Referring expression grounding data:
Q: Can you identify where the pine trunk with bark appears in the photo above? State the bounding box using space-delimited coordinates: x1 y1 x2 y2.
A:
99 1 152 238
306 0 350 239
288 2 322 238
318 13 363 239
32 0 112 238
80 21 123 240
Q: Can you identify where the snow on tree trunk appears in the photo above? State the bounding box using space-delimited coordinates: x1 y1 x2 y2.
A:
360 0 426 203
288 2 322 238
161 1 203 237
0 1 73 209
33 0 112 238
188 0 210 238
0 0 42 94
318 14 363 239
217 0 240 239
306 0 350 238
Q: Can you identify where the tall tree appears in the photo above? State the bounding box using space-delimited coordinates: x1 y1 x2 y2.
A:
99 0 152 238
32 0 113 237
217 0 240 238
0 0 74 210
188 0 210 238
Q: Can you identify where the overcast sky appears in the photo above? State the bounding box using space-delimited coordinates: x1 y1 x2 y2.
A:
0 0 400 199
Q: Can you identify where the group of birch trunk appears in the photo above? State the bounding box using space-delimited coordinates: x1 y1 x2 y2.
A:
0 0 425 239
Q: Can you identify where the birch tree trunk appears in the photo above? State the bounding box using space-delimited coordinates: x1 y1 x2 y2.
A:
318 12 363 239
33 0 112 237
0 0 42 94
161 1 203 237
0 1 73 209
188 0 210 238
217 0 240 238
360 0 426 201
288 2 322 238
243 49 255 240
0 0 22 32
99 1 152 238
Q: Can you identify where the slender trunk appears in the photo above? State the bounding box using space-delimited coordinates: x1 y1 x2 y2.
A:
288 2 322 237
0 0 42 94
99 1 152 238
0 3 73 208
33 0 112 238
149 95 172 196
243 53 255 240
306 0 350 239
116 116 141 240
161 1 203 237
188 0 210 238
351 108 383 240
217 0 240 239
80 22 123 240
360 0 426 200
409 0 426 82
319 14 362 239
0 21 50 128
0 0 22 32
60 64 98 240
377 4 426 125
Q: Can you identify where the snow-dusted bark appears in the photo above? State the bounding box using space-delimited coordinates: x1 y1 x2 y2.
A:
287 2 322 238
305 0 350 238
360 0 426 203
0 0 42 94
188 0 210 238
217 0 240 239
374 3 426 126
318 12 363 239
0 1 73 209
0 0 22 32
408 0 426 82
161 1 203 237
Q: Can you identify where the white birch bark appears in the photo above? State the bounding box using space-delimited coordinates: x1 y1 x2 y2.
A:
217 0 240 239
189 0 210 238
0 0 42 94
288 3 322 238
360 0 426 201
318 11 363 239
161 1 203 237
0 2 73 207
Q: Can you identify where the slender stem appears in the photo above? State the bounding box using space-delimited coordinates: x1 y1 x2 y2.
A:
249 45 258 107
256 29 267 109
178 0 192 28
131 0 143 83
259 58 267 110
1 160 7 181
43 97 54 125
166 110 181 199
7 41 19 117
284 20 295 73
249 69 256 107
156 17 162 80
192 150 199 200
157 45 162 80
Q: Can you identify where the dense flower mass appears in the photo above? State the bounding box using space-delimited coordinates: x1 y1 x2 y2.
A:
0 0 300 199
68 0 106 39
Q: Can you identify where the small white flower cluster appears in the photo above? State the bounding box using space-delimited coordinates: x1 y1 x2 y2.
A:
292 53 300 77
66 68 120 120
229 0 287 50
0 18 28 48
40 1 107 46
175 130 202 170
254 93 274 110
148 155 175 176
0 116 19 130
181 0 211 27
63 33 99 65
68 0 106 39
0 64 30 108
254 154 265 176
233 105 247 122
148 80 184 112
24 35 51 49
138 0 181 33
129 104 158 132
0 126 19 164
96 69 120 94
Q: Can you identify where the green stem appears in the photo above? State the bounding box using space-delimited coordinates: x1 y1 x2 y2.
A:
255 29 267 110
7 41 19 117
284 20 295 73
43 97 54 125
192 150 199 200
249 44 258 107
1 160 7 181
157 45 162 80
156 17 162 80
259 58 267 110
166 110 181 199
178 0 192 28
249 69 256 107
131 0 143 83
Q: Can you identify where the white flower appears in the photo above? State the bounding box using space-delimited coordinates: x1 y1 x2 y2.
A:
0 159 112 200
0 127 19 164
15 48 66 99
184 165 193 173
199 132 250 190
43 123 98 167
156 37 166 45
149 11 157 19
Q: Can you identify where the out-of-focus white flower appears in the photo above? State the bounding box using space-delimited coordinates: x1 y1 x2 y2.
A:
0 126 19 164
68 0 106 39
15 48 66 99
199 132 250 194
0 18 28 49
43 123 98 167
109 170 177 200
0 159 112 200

Work to complete:
Restate the data verbatim through the "Q: Can you identify where the snow-dusted" line.

Written answer:
Q: Can you identify where the pine trunk with bark appears in the photo above? State the bounding box using space-delimited coordinates: x1 y1 x2 y2.
A:
99 1 152 238
306 0 350 239
288 2 322 238
318 13 363 239
32 0 112 238
80 21 123 240
Q: Can you identify where the snow on tree trunk appears in the photo above? State the bounding box using space-delimited coordinates: x1 y1 x2 y2.
A:
360 0 426 203
288 2 322 238
161 1 203 237
0 1 73 209
33 0 112 238
188 0 210 238
0 0 42 94
318 14 363 239
217 0 240 239
306 0 350 238
Q: Can you identify where the tall tree appears in the photo above? State the bounding box using space-delimited coordinates: x1 y1 x2 y2.
A:
99 0 152 238
32 0 113 237
217 0 240 238
0 0 74 210
188 0 210 238
Q: Can you identify where the overcast sky appears in the photo above? State the bounding box using space-delimited coordinates: x1 y1 x2 y2.
A:
0 0 400 199
Q: Can you identify where the group of birch trunk appears in the photo above? State the bounding box using space-delimited coordinates: x1 y1 x2 y2.
A:
0 0 425 239
Q: Can you identify where the birch tree trunk appears in the photo above? State the bounding box using space-delimited coordinates: x1 y1 x2 y2.
A:
318 12 363 239
33 0 112 237
0 0 42 94
161 1 203 237
0 1 73 209
188 0 210 238
217 0 240 238
360 0 426 201
288 2 322 238
243 49 255 240
0 0 22 32
99 1 152 238
Q: Can you identify where the slender trunk appears in the photo above? State the bounding box using space-delimited coordinates: x1 y1 x2 y2.
A:
288 2 322 237
0 0 42 94
99 1 152 238
0 3 73 208
33 0 112 238
149 95 172 196
243 53 255 240
306 0 350 239
116 116 141 240
161 1 203 237
188 0 210 238
351 108 383 240
217 0 240 239
80 22 123 240
360 0 426 200
409 0 426 82
319 14 362 239
0 21 50 128
0 0 22 32
60 64 98 240
377 4 426 125
Q: Can you identify where the snow-dusted bark appears in the photo above? State the bounding box using space-delimited coordinates: x1 y1 x2 y2.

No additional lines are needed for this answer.